Require Explicit Approval for Every Remote Operation

Accept execution only when the user provides this structure:

APPROVE env=<dev|staging|prod> target=<host/group> ticket=<id> ttl=<15m|30m|60m> CHANGE: <what is changing> COMMANDS:

<exact command 1>
<exact command 2> ROLLBACK:
<exact rollback command 1>

Additional requirement for production:

CONFIRM_PROD: yes

If approval is missing, expired, ambiguous, or commands differ from approved list, stop and ask for corrected approval.

Enforce Least Privilege Access

Use SSH key or SSH certificate only; never use password login.
Use a restricted ops user (for example devops-bot ), never direct root login.
Prefer bastion or allowlisted source IP entry points.
Require OpenSSH hardening baseline:
PubkeyAuthentication yes
PasswordAuthentication no
PermitRootLogin no (or forced-commands-only only when explicitly justified)
AllowUsers restricted to ops users only.
Require restrictive authorized key options for automation keys:
from=...
command="/usr/local/bin/ops-gateway ..."
no-port-forwarding,no-agent-forwarding,no-X11-forwarding,no-pty
or restrict,command="..." form when supported.

Apply Hard Safety Rules

Never print secrets, private keys, or full connection strings in output.
Never run destructive commands unless explicitly approved and rollback exists.
Never execute wildcard deletes on system paths.
Never change firewall/networking blindly without a backout path.

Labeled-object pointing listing
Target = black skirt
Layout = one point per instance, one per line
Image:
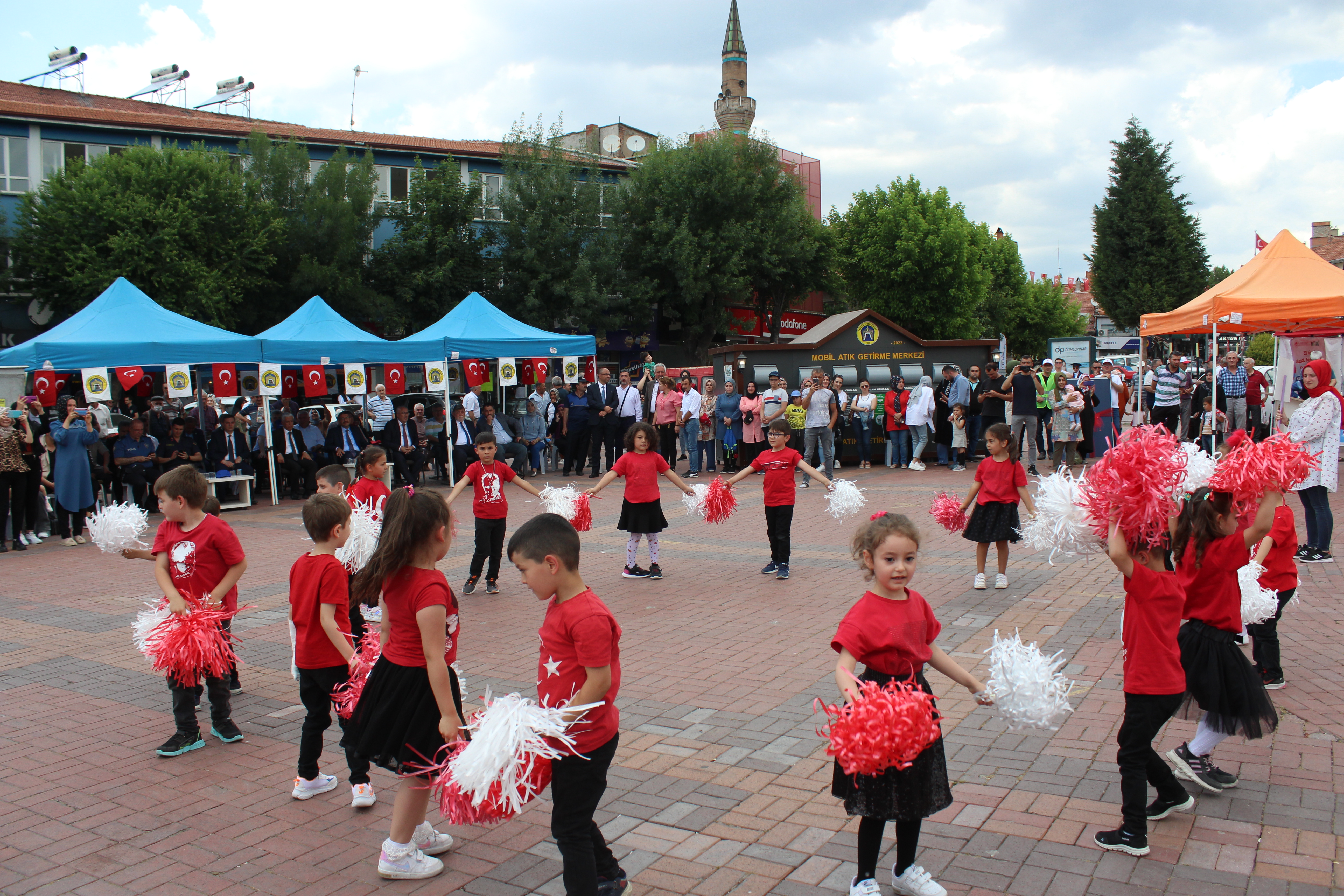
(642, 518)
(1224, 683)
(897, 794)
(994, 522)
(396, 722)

* * *

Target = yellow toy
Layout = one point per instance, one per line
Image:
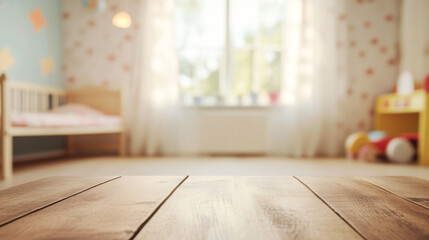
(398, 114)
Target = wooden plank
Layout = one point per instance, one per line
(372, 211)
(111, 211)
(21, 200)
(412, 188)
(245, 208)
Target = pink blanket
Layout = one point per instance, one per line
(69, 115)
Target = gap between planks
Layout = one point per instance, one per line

TASK GOAL
In the remote operations guidelines above, what extra line must a production approval include?

WORKED SOLUTION
CONFIRM_PROD: yes